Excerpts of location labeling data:
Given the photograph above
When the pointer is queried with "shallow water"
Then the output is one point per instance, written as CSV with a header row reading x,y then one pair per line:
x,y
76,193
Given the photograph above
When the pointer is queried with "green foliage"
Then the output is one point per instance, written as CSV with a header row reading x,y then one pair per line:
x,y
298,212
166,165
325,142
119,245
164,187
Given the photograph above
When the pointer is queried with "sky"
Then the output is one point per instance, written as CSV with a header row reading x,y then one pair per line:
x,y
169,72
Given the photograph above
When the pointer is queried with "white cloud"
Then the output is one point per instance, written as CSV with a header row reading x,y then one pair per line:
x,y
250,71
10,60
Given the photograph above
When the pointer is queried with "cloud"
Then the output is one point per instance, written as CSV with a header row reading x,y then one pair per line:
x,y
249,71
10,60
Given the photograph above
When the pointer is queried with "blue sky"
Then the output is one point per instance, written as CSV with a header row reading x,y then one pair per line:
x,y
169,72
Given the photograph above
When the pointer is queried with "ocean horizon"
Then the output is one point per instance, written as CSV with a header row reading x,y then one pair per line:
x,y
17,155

**Problem to work on:**
All of the entries should be written out again exactly.

**Finished answer:**
Given the photograph above
When the pointer is queried with "shallow water"
Then the output is one point per instance, written as CSV with a header row reading x,y then one pair per line:
x,y
76,193
Given the photograph above
When the pointer is queried with "green foliage"
Then the output is one point per instance, written as CSV with a header row reading x,y then one pair per line:
x,y
298,212
166,165
325,142
119,245
164,187
Given the photograph above
When the pointer is queried with "sky"
Then the output is one point per instance, written as CSV with a header row reading x,y then one pair per line:
x,y
169,72
Given the photograph above
When the pointer is queried with "white cloud"
Then the output is one point per instance, written as CSV with a header row reading x,y then one pair per line:
x,y
250,71
10,60
Given the photograph above
When the pointer is queried with "cloud"
Then the output is one point per instance, written as CSV with a header row reading x,y then one pair per line:
x,y
249,71
10,60
Given the photograph above
When the pointer is queried with "blue sky"
Then the output is one point per instance, written as CSV with a header row reading x,y then one pair per line:
x,y
169,72
Given the photograph above
When the pointer is queried with "ocean horizon"
Then the output is one point per instance, written as CSV with a header row reading x,y then one pair per line:
x,y
17,155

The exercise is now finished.